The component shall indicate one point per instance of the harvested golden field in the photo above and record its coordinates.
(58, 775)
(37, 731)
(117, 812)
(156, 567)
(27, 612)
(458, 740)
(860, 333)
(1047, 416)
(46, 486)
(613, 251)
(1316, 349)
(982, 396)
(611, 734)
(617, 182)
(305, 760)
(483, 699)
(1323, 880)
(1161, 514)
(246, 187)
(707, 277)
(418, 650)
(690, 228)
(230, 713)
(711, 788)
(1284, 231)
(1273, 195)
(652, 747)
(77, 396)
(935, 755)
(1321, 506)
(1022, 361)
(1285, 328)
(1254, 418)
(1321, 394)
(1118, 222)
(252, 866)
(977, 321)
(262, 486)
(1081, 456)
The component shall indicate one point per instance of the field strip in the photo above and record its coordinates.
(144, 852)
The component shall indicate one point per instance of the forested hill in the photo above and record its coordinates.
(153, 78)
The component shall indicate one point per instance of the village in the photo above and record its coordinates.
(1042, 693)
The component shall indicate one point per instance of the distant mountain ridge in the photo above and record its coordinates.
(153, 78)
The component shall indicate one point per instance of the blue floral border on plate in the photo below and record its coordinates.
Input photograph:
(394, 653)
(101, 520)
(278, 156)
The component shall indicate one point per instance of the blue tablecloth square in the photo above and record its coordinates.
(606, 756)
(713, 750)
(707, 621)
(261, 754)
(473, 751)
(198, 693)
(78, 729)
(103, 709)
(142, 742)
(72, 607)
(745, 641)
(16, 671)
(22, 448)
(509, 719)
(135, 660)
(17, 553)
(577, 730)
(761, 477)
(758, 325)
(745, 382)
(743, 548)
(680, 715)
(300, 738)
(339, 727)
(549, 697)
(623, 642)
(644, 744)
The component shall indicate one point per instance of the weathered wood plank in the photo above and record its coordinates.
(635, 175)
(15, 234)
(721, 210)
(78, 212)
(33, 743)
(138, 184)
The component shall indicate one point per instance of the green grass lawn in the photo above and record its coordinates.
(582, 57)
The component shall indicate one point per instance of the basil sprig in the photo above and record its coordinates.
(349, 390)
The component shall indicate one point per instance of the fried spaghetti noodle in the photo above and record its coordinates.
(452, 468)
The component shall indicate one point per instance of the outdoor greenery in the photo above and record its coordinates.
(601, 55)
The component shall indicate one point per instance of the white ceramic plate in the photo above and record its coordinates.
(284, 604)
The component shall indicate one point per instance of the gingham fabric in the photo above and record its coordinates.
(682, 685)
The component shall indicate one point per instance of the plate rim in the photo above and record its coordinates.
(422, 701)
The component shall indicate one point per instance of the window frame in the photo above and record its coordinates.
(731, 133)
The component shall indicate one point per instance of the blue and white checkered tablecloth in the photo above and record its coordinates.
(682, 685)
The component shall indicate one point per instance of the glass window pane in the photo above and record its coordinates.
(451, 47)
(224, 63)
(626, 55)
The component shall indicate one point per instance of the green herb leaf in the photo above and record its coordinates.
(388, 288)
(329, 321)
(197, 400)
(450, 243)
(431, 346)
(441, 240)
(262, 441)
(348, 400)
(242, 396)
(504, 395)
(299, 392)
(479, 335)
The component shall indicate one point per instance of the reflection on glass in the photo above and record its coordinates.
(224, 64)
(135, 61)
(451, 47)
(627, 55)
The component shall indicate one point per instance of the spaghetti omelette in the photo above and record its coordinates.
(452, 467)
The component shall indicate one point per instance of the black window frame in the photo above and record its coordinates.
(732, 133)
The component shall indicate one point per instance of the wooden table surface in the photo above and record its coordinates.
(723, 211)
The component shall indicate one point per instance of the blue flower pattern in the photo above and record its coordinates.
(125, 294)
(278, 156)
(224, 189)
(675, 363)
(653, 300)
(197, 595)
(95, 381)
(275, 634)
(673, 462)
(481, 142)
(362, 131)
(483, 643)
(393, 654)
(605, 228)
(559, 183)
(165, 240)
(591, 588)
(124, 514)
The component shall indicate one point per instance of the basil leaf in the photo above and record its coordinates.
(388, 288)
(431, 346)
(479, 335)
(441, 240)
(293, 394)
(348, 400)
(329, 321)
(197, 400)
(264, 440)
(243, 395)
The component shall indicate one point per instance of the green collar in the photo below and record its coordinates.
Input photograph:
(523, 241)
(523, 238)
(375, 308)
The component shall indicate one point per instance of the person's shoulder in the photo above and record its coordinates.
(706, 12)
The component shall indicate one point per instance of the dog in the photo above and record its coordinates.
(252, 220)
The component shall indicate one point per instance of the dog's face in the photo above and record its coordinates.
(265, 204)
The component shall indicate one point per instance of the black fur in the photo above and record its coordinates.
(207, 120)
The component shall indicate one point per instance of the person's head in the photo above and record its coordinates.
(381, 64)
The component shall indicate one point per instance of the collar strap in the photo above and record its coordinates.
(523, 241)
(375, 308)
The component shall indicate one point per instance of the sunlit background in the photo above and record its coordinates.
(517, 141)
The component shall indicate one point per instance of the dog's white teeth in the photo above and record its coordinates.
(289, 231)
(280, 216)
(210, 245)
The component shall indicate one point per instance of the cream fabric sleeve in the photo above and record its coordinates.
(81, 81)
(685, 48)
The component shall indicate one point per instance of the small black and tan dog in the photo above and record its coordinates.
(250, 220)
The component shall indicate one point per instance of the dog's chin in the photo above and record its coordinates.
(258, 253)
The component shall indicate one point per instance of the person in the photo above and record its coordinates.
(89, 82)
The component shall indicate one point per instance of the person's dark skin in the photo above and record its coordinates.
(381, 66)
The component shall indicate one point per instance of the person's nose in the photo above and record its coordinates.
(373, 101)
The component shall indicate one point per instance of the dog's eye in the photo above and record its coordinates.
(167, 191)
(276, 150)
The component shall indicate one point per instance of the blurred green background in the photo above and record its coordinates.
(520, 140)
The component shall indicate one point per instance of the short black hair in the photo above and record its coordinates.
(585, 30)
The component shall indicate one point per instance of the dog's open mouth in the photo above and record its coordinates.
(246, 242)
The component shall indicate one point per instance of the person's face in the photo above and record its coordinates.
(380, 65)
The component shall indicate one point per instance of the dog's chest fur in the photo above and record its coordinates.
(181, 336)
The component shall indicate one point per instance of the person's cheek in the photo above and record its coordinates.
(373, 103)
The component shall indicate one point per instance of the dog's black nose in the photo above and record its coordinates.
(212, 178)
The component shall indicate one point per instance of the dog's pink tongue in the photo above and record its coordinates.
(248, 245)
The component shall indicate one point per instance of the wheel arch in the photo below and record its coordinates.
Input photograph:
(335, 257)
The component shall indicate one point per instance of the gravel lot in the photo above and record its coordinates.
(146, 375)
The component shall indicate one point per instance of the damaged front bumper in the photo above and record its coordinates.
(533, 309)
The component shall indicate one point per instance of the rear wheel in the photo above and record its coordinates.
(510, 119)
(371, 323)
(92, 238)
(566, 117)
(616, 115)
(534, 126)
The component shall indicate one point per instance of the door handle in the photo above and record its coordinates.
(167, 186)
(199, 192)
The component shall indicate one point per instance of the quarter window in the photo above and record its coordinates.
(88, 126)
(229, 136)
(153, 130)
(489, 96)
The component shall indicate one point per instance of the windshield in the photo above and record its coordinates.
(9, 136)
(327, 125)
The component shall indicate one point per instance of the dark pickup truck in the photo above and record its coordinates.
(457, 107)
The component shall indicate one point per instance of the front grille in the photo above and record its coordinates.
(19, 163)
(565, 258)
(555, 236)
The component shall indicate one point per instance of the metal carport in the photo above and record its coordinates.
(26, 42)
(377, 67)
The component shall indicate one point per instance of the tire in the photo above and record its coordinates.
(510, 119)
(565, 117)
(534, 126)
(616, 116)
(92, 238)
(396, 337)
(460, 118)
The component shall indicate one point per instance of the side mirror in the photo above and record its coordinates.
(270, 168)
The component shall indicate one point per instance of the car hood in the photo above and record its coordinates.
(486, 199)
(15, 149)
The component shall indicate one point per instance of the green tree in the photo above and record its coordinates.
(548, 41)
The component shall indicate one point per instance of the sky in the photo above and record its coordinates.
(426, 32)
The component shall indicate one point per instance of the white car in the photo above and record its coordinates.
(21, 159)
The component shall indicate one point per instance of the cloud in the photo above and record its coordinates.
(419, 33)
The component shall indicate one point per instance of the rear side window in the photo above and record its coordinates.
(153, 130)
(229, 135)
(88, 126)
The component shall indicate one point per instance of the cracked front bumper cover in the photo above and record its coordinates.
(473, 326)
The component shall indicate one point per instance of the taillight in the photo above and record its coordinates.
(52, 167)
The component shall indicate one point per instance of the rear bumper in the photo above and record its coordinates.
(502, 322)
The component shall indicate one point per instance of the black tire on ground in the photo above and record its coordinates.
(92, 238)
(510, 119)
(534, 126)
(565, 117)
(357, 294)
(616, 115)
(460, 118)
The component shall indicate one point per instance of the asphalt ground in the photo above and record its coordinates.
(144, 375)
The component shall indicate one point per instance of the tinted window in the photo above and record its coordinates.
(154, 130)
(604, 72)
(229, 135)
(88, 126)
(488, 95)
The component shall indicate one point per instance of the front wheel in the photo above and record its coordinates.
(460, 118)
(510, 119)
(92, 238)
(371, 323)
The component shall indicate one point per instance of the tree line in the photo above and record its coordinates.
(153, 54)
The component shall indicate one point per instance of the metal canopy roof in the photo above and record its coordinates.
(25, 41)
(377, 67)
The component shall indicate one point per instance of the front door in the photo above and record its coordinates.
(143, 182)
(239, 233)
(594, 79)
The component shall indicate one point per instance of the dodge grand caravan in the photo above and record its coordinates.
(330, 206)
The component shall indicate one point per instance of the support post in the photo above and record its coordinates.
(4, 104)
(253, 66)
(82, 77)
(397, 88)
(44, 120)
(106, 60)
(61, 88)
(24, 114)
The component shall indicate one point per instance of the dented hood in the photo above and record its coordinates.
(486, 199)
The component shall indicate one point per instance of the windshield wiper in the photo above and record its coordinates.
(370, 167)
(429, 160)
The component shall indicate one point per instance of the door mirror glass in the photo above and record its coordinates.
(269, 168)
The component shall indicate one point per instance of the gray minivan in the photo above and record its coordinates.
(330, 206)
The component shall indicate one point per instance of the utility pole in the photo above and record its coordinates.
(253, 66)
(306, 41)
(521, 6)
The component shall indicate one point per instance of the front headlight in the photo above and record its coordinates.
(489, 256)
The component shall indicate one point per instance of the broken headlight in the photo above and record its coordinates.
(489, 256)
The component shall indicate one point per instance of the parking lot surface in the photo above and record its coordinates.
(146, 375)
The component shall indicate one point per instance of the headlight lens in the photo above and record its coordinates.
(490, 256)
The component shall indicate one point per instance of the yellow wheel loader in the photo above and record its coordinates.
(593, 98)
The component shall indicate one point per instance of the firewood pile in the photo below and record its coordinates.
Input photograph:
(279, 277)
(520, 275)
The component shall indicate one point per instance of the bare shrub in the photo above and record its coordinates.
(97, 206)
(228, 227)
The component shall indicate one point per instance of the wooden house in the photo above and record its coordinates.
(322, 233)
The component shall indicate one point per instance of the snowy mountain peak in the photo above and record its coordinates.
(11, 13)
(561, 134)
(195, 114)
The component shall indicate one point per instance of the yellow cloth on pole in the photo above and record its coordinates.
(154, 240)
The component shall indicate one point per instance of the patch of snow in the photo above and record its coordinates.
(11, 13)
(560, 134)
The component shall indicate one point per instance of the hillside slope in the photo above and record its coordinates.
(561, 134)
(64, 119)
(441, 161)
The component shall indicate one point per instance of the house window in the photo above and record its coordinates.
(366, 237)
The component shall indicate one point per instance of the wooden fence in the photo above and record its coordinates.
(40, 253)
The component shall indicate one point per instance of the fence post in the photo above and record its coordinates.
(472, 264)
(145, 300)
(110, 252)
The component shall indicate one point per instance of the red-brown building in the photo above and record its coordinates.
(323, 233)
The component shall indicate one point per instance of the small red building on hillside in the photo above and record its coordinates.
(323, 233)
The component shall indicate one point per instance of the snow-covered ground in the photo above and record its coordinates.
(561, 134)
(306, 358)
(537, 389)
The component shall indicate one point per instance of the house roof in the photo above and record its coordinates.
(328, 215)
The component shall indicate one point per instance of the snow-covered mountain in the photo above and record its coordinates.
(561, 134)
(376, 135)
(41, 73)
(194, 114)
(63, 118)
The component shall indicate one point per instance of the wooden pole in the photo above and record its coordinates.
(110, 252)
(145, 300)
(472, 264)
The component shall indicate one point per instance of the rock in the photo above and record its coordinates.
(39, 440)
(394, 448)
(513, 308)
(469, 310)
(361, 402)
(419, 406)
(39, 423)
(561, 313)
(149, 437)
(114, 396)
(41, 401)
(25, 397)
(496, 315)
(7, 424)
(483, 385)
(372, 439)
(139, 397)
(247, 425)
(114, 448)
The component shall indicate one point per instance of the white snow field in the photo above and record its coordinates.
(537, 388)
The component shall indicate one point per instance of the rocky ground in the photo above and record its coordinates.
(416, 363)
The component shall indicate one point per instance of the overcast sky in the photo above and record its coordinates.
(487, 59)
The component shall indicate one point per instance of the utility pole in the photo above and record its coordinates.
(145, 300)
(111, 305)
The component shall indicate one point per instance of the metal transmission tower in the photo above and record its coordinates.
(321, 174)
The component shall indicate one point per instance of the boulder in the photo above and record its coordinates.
------
*GIVEN EXERCISE*: Give back exactly the lines beginning at the one with "of the overcast" and ending at the final line of the material; both boundary lines belong in it.

*FULL ANSWER*:
The component shall indicate one point per instance of the overcast sky in the photo above and record its coordinates.
(487, 59)
The component shall indicate one point per instance of the utility pole in the photo above and record its coordinates.
(145, 300)
(111, 305)
The component shall indicate one point per instance of the metal transmission tower in the photo above and record its coordinates.
(321, 174)
The component shall indicate one point per instance of the boulder in the photo above and record its coordinates.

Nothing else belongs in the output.